**Exercise instructions:**
Leaving out every picture, output the records below exactly as they are.

○ ○ ○

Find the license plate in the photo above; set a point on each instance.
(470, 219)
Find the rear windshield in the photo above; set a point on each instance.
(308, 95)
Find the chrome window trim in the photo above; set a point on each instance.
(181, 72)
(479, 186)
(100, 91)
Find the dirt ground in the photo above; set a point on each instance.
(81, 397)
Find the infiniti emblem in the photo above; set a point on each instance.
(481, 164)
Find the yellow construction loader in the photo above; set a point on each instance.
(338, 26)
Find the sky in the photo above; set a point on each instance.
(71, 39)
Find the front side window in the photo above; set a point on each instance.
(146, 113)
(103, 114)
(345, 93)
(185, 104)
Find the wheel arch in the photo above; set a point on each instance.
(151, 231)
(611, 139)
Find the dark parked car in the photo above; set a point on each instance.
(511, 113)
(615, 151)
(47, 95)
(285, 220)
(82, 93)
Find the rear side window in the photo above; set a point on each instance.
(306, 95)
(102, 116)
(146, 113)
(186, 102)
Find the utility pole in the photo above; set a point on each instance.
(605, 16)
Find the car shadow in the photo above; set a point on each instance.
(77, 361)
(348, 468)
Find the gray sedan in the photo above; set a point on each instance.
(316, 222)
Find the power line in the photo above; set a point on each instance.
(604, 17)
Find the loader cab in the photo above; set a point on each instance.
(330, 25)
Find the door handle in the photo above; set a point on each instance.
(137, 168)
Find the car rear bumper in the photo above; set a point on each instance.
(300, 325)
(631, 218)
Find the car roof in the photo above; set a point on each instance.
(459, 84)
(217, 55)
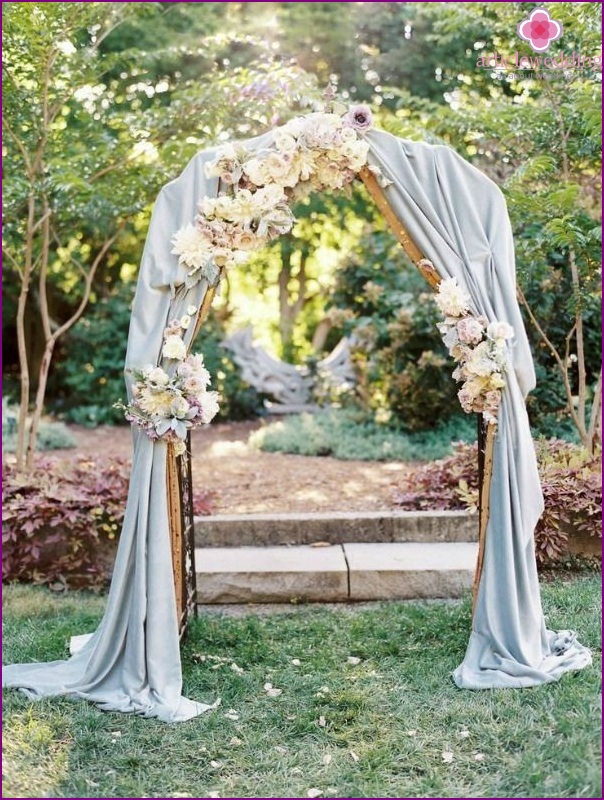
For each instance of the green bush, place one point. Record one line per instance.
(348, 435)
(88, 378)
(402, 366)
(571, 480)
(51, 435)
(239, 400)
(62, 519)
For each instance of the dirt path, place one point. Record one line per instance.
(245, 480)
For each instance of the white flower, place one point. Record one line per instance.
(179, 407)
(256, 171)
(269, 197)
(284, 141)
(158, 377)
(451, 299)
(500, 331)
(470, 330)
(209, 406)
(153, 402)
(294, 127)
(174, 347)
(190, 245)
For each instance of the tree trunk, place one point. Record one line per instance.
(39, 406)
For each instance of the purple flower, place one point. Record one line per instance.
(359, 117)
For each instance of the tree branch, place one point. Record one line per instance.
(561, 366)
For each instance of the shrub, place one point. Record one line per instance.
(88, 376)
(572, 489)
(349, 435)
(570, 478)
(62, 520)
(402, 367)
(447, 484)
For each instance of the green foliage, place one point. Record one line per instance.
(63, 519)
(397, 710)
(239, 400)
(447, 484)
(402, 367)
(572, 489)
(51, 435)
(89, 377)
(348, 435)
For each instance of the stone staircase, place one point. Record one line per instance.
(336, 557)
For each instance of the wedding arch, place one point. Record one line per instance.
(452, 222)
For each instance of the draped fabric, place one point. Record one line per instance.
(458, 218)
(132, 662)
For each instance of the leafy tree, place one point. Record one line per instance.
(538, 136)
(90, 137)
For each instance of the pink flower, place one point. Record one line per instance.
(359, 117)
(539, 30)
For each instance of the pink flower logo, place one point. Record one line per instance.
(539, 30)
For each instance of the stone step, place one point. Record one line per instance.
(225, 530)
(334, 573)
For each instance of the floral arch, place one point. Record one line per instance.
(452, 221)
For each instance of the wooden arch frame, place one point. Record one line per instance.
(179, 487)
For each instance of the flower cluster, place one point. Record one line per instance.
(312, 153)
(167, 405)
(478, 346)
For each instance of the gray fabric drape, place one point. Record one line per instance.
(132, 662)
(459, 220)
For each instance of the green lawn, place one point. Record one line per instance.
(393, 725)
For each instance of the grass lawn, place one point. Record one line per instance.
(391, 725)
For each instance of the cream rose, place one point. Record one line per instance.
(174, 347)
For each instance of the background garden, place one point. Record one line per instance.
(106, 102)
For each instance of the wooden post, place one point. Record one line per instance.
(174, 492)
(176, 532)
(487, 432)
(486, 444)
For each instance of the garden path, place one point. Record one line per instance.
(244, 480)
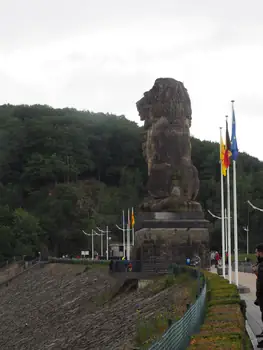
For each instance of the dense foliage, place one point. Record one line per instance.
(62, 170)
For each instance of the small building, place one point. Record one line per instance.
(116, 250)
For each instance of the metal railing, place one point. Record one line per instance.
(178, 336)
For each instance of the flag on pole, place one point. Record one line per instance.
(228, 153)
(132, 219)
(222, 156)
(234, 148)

○ ○ ○

**Answer below:**
Find the license plate in the photo above; set a point on each instance.
(470, 219)
Find the rear windshield in the photo above; set a point on each instance.
(308, 95)
Find the chrome window trim in the photo above; set a point on each instance.
(181, 72)
(479, 186)
(100, 91)
Find the dirt ground in the photo above; set a point on each instance.
(81, 397)
Find the infiniti emblem in the photo above; set a point on each instance.
(481, 164)
Find the yellow construction loader in the photo above; set a point on each instance.
(338, 26)
Find the sky in the photo above; set a point on each instance.
(71, 39)
Find the front side window in the photo above; set a point on each instance.
(146, 113)
(103, 114)
(345, 93)
(185, 104)
Find the wheel arch in the photo above; set a point on each instance.
(151, 231)
(611, 139)
Find the dark parked car in the photo above; set a point on each instance.
(511, 113)
(615, 151)
(47, 95)
(285, 220)
(82, 93)
Find the rear side window in the photo above; set a point on each instance.
(306, 95)
(102, 116)
(146, 113)
(186, 102)
Find the utility pole in the photo above; set a point on each instance.
(605, 16)
Find the car shadow in the photo above; set a point on each instance.
(77, 361)
(348, 468)
Find the gray sedan in the photo above; set a point on each instance.
(316, 222)
Find the power line in the photo above; set a point on each instance.
(604, 17)
Find the loader cab in the photo above; set a point on each instance.
(330, 25)
Find the door handle in the photo above; set a point on each instance.
(137, 168)
Find the car rear bumper in the photo above; set a point on each instance.
(300, 325)
(631, 218)
Find the car roof in the photo above; set a point on each instance.
(459, 84)
(217, 55)
For each instance of the green bush, place one point. Record one line per instance.
(348, 435)
(88, 378)
(402, 366)
(571, 480)
(51, 435)
(239, 400)
(62, 519)
For each instance of the dirt path, place one point. Record one line per instance.
(245, 480)
For each instance of the white flower, place one point. Record one line per instance.
(179, 407)
(256, 171)
(269, 197)
(284, 141)
(158, 377)
(451, 299)
(500, 331)
(470, 330)
(209, 406)
(153, 402)
(294, 127)
(174, 347)
(190, 245)
For each instance of the tree trunk, place one point. Record one line per instance.
(39, 406)
For each instance of the purple flower, place one point. Record one line per instance.
(359, 117)
For each instance of the tree branch, place one point. Record one line per instance.
(561, 366)
For each instance of the shrub, place one point. Record one line per instance.
(88, 376)
(572, 489)
(349, 435)
(570, 478)
(62, 520)
(402, 367)
(447, 484)
For each instance of the green foliage, place one point. Record one line per instance.
(63, 519)
(397, 710)
(239, 400)
(447, 484)
(402, 367)
(572, 489)
(51, 435)
(89, 377)
(348, 435)
For each instance of the stone staircase, place one point. Record one line per instance.
(336, 557)
For each instance of the wedding arch, place one point. Record one line per instance.
(452, 222)
For each instance of the draped fabric, place one point. Record one line per instance.
(458, 218)
(132, 662)
For each instance of the leafy tree, place one point. Record one line per instance.
(538, 136)
(90, 137)
For each instance of the pink flower, place one point. Record one line per instance.
(359, 117)
(539, 30)
For each instance of the pink flower logo, place one point. Record one line per instance.
(539, 30)
For each instance of the stone step, place one point. Record one line per instance.
(225, 530)
(334, 573)
For each instance of the floral arch, place one point. Record one line per instance.
(452, 221)
For each instance of the wooden arch frame, place one point. Record one line per instance.
(179, 487)
For each instance of the flower cluster, place one point. Record one line per instance.
(312, 153)
(167, 405)
(478, 346)
For each instance of the gray fabric drape, place one point. Record one line per instance.
(132, 662)
(459, 220)
For each instance of the green lawn, place one point. Record one line per instance.
(393, 725)
For each instance of the grass lawn, place one point. Record one line per instance.
(391, 725)
For each instance of the cream rose, place one point. Record one line per instance.
(174, 347)
For each instance of the background garden, place one point. Record one line per instance.
(106, 102)
For each instance of the wooden post, place one point. Record one line per instance.
(174, 492)
(176, 532)
(487, 432)
(486, 444)
For each instance of the garden path, place one point. Record one line per instance.
(244, 480)
For each instance of the dense foliage, place one point. Record one line per instance.
(62, 170)
For each instance of the small building, place one point. Record one line per instance.
(116, 250)
For each instance of the metal railing, place one point. Record one line per instance.
(178, 336)
For each instance of the flag on pole, place one point. Record one line per instance.
(228, 153)
(132, 219)
(222, 156)
(234, 148)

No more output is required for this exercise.